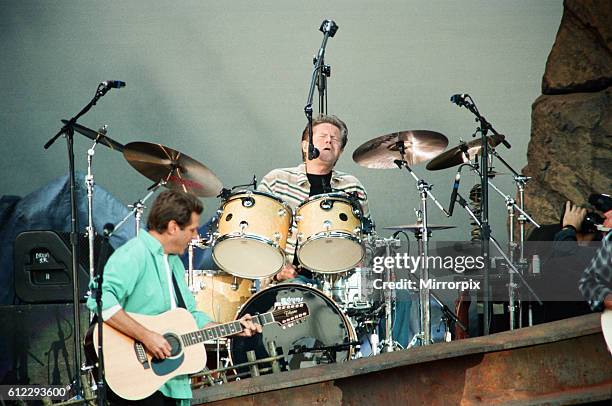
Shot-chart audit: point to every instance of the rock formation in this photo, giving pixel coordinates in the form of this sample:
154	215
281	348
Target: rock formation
570	152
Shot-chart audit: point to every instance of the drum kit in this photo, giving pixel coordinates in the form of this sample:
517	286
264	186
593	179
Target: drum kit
334	241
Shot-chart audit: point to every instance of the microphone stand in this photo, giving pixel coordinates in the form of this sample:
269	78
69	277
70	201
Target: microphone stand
485	229
68	131
319	77
424	294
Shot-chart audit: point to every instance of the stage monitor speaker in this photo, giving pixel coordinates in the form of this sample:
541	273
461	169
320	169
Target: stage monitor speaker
37	343
43	265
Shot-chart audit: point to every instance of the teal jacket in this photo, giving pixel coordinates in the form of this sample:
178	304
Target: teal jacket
135	278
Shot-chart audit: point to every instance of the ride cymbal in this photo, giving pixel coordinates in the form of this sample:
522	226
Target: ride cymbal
158	162
455	155
383	151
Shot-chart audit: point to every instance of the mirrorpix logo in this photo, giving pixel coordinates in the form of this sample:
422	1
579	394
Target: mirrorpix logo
403	261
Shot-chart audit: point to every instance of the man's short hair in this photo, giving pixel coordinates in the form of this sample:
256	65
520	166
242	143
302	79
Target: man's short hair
333	120
173	205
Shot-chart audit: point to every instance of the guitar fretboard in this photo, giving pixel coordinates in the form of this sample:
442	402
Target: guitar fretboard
223	330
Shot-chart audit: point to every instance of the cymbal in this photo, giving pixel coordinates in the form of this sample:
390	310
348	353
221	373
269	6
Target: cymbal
158	162
93	134
455	156
417	227
383	151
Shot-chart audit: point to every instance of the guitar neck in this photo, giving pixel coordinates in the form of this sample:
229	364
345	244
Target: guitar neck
223	330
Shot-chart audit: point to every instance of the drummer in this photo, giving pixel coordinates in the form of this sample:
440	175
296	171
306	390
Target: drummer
313	177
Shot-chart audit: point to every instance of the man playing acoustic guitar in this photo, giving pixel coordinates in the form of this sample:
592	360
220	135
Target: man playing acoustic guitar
146	276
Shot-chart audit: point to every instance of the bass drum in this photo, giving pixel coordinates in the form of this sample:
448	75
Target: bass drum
325	326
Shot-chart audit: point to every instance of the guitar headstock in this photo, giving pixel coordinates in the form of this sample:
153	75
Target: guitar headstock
289	315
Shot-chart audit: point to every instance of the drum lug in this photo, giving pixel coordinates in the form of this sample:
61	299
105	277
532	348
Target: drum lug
327	224
243	226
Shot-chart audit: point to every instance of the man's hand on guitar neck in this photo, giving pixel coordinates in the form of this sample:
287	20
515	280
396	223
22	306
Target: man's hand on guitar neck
250	328
608	301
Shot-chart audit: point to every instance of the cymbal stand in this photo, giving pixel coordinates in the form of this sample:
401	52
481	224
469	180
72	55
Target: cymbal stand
447	314
138	208
520	181
424	191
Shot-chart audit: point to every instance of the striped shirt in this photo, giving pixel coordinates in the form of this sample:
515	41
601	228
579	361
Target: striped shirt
292	186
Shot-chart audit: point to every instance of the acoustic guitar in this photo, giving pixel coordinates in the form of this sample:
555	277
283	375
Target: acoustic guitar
133	374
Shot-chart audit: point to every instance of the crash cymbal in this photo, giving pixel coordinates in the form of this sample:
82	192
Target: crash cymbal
158	162
417	227
455	156
102	138
383	151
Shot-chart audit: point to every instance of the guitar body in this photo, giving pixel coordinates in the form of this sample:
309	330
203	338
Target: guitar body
131	372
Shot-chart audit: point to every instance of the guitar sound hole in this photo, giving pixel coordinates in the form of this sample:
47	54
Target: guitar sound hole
174	342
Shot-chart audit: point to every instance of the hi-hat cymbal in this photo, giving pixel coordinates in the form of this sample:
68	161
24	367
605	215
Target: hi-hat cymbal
417	227
102	138
158	162
383	151
455	156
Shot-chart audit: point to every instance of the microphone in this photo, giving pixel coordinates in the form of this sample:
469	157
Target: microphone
117	84
454	193
329	26
313	152
459	99
108	229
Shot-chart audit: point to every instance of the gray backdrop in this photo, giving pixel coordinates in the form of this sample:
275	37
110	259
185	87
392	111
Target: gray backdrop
226	82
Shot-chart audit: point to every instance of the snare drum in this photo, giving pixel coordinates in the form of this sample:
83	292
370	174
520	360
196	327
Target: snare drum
325	326
329	233
251	234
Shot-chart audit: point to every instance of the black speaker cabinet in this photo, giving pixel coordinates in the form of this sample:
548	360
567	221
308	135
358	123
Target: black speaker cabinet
43	265
37	343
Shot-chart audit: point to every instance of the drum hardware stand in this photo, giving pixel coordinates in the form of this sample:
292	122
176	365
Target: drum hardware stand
225	192
520	181
388	344
329	350
521	265
492	240
138	207
68	131
320	73
96	292
425	191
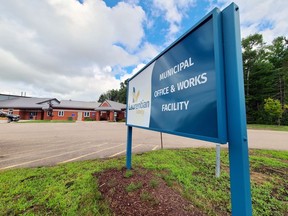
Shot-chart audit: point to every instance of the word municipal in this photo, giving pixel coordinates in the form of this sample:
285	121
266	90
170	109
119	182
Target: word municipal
141	105
182	85
182	105
176	69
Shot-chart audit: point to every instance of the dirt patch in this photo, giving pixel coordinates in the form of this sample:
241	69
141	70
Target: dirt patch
140	192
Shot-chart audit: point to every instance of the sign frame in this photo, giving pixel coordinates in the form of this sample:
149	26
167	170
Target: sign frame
215	16
241	201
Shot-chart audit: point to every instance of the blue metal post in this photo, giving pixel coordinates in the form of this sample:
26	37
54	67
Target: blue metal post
129	148
236	114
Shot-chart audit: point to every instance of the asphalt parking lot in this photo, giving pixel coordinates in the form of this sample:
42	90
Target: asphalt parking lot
47	144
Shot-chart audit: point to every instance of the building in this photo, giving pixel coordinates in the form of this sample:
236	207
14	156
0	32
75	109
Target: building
32	108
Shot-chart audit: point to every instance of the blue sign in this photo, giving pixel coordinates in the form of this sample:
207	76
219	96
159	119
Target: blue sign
181	90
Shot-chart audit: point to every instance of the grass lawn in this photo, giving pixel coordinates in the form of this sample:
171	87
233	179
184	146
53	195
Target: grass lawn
267	127
71	189
46	121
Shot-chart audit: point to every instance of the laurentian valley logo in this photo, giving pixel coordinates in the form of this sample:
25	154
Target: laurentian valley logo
135	95
136	102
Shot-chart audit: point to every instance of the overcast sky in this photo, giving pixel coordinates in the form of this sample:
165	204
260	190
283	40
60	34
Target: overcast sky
77	50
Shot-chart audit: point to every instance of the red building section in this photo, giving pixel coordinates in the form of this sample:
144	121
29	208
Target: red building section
52	109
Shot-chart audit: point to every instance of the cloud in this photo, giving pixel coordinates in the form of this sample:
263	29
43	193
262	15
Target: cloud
65	48
174	11
268	17
134	71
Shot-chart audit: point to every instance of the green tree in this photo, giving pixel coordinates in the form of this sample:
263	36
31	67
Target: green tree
278	57
274	110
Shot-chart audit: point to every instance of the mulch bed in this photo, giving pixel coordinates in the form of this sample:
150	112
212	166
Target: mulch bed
141	192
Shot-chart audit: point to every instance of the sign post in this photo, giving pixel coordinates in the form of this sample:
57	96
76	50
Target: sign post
236	114
187	90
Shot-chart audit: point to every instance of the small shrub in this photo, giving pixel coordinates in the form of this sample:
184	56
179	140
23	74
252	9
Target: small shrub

=-=-=

» WHAT YOU NEED TO DO
Include both ends. Return the line holding "Shot-chart audit: point to every instance of the green" and all lines after it in the records above, exactly as written.

» RESPONSE TO THE EXERCISE
Shot-chart audit: point to every instance of the green tree in this photo, giving pixel coordinates in the form of this sample:
263	36
31	67
Target: green tree
278	57
274	110
Shot-chart audit: point to every instance of the mulch bed in this photo, giving pixel coordinates in the form of this sample:
150	112
212	166
Target: mulch bed
141	192
Shot-chart audit: point to every instance of the sign post in this photo, giving pixel coordinates in the form of this sample:
57	96
76	50
Target: sign post
236	114
187	90
Shot-chart audit: point to every instance of the small shrub in this photo, giving pixel coordinates in the form of this sample:
184	56
179	140
23	74
252	9
Target: small shrub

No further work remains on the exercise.